Exercise description: Return verbatim every line of the data starting at the line containing "Spot the outdoor wall" and ending at the final line of the data, both included.
━━━━━ Supplied records ━━━━━
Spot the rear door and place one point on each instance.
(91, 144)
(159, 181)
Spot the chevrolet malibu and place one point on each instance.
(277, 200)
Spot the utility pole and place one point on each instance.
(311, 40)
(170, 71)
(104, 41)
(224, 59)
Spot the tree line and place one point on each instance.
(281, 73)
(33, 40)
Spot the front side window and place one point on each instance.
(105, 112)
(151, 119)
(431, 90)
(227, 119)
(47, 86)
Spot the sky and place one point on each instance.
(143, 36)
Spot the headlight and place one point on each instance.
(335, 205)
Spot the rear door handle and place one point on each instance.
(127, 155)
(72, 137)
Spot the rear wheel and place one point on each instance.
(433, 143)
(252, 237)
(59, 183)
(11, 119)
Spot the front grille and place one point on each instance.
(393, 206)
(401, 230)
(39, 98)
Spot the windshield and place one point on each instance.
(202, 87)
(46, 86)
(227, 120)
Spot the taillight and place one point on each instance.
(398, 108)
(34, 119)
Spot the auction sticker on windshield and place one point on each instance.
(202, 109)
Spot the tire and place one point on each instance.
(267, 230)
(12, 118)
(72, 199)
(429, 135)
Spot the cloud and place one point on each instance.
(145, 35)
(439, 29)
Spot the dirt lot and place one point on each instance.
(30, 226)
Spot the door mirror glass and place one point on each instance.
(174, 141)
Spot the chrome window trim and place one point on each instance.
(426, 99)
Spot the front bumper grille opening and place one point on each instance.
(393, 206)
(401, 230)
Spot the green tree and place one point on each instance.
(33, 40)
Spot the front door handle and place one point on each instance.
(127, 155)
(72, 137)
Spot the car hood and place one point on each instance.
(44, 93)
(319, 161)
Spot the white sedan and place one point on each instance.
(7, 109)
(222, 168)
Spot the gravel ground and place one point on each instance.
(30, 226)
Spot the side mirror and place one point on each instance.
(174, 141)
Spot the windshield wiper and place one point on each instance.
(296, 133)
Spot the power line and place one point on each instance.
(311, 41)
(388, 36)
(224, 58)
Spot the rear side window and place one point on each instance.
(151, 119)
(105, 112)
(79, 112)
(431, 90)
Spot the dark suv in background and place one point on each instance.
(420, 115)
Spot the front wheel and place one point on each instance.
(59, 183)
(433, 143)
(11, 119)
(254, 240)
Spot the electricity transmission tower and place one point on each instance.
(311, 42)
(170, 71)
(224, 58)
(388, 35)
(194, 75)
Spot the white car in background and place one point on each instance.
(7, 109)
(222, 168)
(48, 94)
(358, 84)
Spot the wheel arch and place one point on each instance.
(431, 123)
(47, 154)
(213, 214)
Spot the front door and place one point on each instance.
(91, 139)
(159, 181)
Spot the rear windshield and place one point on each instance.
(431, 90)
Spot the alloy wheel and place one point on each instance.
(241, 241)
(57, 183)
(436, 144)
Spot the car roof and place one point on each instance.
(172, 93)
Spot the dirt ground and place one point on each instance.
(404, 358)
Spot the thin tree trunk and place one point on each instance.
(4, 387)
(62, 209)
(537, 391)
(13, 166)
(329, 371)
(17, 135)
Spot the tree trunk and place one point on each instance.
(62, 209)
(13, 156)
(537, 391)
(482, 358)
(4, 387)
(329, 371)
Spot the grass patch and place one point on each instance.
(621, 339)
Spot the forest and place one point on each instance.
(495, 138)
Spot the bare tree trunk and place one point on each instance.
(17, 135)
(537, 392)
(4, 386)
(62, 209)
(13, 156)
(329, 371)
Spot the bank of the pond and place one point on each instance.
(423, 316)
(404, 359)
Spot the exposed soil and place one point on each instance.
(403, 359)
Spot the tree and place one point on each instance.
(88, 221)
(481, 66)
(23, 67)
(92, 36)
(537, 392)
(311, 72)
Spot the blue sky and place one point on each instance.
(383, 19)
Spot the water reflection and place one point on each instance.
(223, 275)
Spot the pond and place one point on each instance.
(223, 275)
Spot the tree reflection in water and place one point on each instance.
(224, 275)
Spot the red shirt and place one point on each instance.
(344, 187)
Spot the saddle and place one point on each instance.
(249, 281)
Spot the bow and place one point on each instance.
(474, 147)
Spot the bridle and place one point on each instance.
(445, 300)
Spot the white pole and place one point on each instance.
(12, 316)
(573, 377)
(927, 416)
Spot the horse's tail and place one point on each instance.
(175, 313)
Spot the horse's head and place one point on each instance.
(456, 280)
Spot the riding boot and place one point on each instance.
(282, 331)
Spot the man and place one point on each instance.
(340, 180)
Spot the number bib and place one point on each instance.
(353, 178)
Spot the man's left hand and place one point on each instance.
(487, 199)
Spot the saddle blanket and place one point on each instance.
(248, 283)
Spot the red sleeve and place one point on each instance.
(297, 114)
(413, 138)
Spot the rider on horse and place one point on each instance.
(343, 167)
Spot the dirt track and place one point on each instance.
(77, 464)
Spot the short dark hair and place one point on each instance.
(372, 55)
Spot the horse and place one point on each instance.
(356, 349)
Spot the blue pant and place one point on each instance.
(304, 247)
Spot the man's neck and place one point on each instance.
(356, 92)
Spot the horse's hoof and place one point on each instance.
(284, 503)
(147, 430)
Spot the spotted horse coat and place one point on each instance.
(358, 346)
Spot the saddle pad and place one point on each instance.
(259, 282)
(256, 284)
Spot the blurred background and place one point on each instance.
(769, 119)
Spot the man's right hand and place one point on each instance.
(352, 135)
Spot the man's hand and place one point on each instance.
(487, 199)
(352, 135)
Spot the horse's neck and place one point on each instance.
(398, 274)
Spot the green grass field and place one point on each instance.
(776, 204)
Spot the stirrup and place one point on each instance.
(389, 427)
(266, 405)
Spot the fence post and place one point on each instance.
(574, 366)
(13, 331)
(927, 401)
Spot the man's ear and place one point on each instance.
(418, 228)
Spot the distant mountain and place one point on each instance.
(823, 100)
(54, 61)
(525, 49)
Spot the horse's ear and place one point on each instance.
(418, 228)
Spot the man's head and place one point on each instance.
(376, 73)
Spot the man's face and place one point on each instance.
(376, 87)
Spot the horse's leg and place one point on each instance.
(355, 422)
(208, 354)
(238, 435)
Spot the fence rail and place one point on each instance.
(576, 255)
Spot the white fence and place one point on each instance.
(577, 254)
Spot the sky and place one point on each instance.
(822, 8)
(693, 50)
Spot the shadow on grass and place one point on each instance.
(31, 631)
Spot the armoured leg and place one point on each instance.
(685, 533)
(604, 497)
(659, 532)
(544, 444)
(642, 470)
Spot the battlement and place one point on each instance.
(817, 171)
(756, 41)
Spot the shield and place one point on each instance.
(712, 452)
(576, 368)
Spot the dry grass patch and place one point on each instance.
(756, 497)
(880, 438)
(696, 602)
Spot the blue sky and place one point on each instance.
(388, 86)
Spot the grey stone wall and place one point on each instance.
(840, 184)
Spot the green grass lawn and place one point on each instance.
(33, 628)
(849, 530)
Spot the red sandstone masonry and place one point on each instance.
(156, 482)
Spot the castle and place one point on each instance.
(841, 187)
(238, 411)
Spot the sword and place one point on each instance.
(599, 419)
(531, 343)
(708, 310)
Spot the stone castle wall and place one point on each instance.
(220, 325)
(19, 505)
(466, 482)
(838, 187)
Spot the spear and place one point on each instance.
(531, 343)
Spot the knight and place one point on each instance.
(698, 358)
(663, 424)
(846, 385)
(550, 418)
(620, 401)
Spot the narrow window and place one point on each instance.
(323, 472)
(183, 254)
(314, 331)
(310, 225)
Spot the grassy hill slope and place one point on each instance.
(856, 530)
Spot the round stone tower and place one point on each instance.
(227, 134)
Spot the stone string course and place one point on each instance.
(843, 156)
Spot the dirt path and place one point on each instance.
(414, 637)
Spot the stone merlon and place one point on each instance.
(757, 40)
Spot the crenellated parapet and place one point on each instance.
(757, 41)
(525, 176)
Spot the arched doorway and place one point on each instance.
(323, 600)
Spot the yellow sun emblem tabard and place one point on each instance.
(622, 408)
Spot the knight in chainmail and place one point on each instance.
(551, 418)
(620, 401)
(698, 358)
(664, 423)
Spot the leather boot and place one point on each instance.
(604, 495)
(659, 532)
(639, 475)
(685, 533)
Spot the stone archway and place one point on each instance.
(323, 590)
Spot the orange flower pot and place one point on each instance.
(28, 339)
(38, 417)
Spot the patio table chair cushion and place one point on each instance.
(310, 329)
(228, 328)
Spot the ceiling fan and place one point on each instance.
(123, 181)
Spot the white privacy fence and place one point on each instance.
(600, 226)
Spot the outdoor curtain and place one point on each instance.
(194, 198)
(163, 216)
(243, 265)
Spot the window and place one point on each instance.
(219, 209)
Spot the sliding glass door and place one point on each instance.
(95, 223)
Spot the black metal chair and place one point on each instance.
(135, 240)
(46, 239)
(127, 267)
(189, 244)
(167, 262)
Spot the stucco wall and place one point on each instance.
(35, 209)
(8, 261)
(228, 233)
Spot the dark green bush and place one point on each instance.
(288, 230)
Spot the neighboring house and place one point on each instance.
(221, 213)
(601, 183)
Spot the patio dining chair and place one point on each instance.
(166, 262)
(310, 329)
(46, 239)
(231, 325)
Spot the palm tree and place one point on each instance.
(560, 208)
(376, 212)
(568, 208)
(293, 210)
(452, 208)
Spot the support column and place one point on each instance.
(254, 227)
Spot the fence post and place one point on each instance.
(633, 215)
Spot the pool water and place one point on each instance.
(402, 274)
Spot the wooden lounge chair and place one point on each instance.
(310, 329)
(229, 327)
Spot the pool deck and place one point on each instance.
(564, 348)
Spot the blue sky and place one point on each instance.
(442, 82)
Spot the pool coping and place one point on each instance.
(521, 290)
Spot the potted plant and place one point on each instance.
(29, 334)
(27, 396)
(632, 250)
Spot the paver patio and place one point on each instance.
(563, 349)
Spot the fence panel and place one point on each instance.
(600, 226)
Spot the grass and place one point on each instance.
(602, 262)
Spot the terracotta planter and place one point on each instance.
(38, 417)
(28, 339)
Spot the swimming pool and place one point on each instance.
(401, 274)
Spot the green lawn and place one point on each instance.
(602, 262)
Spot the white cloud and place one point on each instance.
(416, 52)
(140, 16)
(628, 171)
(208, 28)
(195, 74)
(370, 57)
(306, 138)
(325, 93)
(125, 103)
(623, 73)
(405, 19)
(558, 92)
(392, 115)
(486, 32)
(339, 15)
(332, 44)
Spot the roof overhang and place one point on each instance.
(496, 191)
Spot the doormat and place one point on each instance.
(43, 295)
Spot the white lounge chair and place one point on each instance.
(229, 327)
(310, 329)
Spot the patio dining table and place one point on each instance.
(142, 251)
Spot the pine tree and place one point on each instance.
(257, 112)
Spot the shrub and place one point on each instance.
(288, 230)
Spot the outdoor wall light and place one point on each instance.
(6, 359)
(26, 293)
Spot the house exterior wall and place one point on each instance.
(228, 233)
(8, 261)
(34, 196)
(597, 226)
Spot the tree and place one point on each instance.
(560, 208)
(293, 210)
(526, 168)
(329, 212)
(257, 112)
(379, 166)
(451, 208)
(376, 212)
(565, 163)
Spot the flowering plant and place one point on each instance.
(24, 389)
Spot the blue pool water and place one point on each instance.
━━━━━
Reply to the exercise:
Spot the outdoor wall light and place one point on each instance.
(6, 359)
(26, 293)
Spot the house exterior wall and place one point on each instance.
(228, 233)
(8, 261)
(34, 196)
(597, 226)
Spot the tree and place one point on each instance.
(560, 208)
(293, 210)
(526, 168)
(329, 212)
(257, 112)
(379, 166)
(451, 208)
(376, 212)
(565, 163)
Spot the flowering plant and place one point on each instance.
(24, 389)
Spot the blue pool water and place one point on each instance.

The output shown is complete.